▸ 阅读材料:
核心流程如下,其中入口是HRegion的put/delete方法:
之所以写入速度那么快,很大原因是因为采用了disruptor框架。disruptor是LMAX开发的非常优秀的一个高性能队列,它还获得了Oracle官方的Duke大奖。目前得到广泛应用:包括但不限于 hbase、 Apache Storm、Camel、Log4j2…
wal日志的写入是通过HRegion中的wal对象写入的。
org.apache.hadoop.hbase.regionserver.wal.AsyncFSWAL#append
源码:
public long append(final RegionInfo hri, final WALKeyImpl key, final WALEdit edits,
final boolean inMemstore) throws IOException {
return stampSequenceIdAndPublishToRingBuffer(hri, key, edits, inMemstore,
disruptor.getRingBuffer());
}
protected final long stampSequenceIdAndPublishToRingBuffer(RegionInfo hri, WALKeyImpl key,
WALEdit edits, boolean inMemstore, RingBuffer<RingBufferTruck> ringBuffer)

▸ 已知数据:
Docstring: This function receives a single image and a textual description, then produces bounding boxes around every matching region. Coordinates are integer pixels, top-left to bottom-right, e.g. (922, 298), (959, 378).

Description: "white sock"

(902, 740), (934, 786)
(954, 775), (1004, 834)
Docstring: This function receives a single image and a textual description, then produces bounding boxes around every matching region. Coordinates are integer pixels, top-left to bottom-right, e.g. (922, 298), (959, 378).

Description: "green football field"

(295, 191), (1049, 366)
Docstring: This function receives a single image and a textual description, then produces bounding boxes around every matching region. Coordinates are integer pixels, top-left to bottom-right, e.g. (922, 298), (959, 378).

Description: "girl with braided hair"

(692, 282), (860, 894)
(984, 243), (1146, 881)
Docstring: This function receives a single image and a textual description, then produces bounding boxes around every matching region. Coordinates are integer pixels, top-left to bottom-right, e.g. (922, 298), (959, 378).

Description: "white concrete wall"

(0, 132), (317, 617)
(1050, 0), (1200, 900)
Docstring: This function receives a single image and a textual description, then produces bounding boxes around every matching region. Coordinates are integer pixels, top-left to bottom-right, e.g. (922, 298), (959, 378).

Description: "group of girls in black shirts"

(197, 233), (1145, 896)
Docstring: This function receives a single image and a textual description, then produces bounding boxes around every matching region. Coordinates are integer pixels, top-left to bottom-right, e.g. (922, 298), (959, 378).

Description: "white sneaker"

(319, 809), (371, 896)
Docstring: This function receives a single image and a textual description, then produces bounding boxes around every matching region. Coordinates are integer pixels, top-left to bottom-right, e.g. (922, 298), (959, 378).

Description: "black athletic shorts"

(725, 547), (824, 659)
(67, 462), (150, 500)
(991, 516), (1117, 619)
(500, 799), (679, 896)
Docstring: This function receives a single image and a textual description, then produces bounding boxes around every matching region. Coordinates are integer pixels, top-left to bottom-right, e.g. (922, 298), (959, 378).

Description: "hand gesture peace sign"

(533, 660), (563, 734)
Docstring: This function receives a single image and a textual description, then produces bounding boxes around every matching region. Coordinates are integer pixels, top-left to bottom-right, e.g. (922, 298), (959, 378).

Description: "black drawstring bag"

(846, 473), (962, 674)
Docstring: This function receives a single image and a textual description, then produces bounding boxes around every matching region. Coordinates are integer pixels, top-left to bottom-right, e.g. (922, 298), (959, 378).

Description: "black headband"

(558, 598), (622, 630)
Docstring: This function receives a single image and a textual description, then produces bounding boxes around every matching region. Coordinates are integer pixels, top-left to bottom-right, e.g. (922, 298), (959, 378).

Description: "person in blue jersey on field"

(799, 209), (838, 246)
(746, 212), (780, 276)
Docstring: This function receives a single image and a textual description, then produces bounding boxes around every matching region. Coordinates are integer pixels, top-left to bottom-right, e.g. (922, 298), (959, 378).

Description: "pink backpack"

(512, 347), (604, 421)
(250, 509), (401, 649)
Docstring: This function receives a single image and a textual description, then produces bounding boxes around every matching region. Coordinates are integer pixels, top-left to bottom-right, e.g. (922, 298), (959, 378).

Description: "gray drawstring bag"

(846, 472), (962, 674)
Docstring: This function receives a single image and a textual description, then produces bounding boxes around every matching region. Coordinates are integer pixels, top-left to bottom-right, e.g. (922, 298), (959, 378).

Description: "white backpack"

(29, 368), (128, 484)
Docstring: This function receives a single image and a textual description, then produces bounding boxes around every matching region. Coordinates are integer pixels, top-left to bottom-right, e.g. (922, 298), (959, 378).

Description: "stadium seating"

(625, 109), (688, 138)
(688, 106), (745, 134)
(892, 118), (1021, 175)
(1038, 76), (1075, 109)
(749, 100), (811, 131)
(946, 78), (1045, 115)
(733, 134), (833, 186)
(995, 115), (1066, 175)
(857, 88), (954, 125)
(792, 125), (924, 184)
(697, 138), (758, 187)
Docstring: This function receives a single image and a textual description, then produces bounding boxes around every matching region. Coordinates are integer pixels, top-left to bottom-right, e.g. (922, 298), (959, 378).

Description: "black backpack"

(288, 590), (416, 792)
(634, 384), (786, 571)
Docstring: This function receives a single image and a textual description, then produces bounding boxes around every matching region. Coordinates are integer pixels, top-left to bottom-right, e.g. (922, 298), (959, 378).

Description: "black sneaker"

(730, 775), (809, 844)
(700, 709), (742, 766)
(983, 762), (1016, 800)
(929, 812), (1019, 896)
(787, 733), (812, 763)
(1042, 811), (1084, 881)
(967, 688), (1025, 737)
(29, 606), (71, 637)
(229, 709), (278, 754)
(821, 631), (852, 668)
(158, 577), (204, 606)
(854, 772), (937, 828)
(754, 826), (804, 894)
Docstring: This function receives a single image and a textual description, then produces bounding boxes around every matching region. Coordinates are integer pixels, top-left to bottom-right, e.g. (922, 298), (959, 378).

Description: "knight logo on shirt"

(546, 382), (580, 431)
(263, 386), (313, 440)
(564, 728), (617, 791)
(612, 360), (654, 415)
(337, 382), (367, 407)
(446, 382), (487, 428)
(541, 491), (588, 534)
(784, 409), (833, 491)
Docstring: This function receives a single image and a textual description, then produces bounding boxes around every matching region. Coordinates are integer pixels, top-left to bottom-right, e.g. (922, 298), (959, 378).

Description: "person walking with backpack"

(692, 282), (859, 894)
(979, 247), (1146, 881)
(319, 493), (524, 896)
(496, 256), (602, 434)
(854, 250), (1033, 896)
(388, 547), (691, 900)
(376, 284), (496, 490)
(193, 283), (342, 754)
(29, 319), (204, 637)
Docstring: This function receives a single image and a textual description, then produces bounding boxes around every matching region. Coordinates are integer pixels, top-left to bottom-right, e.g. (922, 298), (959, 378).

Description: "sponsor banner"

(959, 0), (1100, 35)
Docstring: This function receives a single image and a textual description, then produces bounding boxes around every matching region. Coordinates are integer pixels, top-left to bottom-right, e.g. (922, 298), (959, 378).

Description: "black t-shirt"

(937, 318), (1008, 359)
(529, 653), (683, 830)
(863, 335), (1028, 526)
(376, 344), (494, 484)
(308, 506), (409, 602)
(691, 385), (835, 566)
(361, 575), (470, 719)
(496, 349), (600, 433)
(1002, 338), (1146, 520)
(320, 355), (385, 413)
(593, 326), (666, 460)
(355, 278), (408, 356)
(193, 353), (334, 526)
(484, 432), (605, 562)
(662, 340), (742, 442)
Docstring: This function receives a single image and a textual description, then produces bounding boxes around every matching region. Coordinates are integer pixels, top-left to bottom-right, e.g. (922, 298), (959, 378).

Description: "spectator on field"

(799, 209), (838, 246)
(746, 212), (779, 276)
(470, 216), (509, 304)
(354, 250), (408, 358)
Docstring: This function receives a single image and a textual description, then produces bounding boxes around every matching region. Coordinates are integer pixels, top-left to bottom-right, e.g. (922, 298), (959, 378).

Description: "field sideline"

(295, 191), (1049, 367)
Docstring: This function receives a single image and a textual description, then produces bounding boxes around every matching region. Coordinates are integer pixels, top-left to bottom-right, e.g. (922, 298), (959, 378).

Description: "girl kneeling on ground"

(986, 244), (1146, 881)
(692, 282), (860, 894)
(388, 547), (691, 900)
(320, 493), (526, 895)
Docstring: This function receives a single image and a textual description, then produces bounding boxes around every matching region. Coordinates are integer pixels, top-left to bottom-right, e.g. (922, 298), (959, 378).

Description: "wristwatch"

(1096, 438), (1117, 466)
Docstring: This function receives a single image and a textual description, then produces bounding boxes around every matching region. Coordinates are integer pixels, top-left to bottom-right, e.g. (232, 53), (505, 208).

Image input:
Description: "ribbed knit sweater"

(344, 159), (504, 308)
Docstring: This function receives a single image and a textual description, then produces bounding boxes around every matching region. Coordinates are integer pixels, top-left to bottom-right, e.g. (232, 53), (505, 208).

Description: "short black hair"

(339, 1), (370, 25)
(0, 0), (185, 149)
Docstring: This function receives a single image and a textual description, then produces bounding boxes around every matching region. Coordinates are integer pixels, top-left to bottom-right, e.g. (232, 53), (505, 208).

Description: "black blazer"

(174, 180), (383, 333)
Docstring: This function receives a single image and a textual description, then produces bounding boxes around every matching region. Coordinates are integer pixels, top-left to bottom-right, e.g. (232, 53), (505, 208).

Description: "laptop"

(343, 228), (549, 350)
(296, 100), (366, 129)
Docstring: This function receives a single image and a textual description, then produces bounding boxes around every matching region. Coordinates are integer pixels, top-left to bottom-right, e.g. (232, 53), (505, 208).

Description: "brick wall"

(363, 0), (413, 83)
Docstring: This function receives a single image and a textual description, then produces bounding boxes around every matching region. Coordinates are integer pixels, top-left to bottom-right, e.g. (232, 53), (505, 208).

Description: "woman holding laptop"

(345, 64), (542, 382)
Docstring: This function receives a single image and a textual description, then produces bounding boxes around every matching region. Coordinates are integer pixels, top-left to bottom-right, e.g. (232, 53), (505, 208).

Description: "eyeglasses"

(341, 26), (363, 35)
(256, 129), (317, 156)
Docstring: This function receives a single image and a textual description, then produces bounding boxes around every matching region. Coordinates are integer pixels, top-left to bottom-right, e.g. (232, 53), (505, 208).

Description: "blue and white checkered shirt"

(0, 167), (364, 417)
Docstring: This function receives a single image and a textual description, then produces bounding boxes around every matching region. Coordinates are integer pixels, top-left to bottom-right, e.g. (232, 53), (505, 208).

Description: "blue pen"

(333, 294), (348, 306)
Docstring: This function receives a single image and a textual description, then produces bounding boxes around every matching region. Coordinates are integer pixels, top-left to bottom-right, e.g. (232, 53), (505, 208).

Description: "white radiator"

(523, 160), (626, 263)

▸ 任务内容:
逐项判断下面三项陈述是否与阅读材料一致，回答“是”或“否”，并原样引用阅读材料中起决定作用的词句。(a) disruptor是由LMAX开发的高性能队列。(b) disruptor获得过Apache官方颁发的奖项。(c) 核心流程的入口是HRegion的get方法。

▸ 完整解答:
(a) 是。“disruptor是LMAX开发的非常优秀的一个高性能队列”
(b) 否。“它还获得了Oracle官方的Duke大奖”
(c) 否。“其中入口是HRegion的put/delete方法”